▸ **Action item A**:
Answer these from the Writing Center page, one line each:
(i) In which room is the Writing Center located?
(ii) How long does a session with a Writing Assistant last?
(iii) What email address can students use to ask for an appointment outside posted hours?
▸ **Action item B**: Write the next part of the Writing Center page, picking up after its final line.

▸ **Source passage**:
┄┄┄┄┄┄
Using Writing Assistants | University of Portland

Using Writing Assistants

Availability

The Writing Center is available to students in the Learning Commons (Buckley 163) by appointment.

How do my students sign up for an appointment at the Writing Center?

Scheduling is done online, via the Learning Commons website. Students sign up for a time slot, and specify what their needs are. During the 30-minute session, students meet one-on-one with their Writing Assistant. Afterward, the Assistant emails a summary of the advice to the student, with a copy also going to the student’s instructor and to the Director. This “Conference Report” gives you proof of your students’ presence at the Writing Center, and a sense of the advice they’ve been given. (You are always welcome to contact the Assistant or the Director with any corrections to the advice.)

What if students complain that all available appointment slots have been taken?

Certainly students should be in the habit of booking appointments well in advance of assignment deadlines. But even in last-minute cases, remind them they can email our hotline writing@up.edu to see if any Assistants will take an appointment outside their posted hours. Assistants are usually quite accommodating (provided students specify their availability and the type of assignment they need help on).

What do Writing Assistants do?
┄┄┄┄┄┄
▸ **Records provided**:
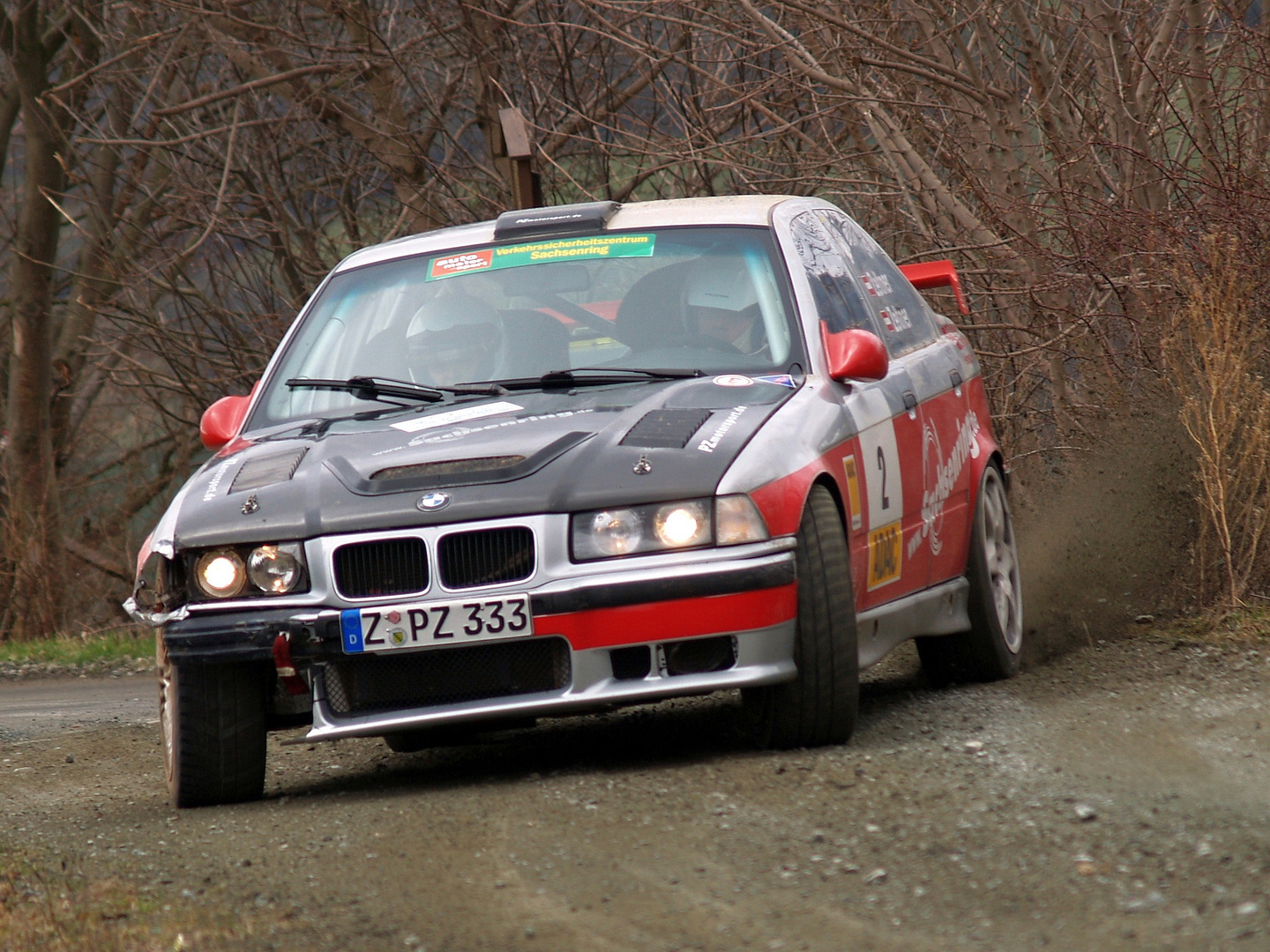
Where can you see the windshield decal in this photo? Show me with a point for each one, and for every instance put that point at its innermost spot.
(467, 413)
(542, 251)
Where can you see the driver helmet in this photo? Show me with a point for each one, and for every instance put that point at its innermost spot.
(721, 302)
(453, 339)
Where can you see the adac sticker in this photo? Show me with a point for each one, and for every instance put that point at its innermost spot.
(780, 380)
(885, 548)
(492, 259)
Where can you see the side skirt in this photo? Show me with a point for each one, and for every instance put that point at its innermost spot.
(935, 611)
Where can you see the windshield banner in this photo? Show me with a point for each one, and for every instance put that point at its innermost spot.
(542, 251)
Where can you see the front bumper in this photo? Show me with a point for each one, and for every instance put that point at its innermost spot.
(764, 657)
(751, 598)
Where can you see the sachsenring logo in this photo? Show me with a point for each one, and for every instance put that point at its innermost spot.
(946, 473)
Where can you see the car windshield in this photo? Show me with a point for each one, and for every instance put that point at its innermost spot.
(705, 299)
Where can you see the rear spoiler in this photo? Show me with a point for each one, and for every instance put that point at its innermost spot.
┄┄┄┄┄┄
▸ **Exercise output A**:
(i) Buckley 163, in the Learning Commons
(ii) 30 minutes
(iii) writing@up.edu

▸ **Exercise output B**:
Assistants don’t ‘fix’ a paper, but, through sustained discussion, help writers sharpen their skills and intentions for their assignment – especially those their professor finds most critical to the student’s success. In the standard session, Assistants use triage-like skills to focus on the most urgent issues they find in the paper or draft. A typical session will involve questions to make the writer aware of higher-order issues such as organization and unity and lower-order problems such as confusing grammar or punctuation.

Does Peer Tutoring really work?

Research shows that students respond positively to writing suggestions and advice provided by peers who have taken the same courses and/or have responded to similar assignments. Research also shows that peer tutoring works best when the professor and peer tutor form a ‘closed loop’ of information, in which the tutor knows the professor’s assignments and knows exactly how the professor wants the peer tutor to help his or her students. Aware of such a closed loop, students have confidence in their Assistant’s advice and learn more.

How do I know that Writing Assistants are qualified to help my students?

Each year (around February or March), individual Departments or schools contact the Director with the names of a few majors who excel in both their interpersonal skills and their disciplinary writing. These outstanding writers then enroll in English 317: Composition Theory and Practice to receive a semester of extensive training in writing pedagogy and hands-on experience as tutors of university-wide writing. This process guarantees that Assistants have both generalist and discipline-specific skills to best serve our campus population as a whole.

Why should I send my students to the Writing Center?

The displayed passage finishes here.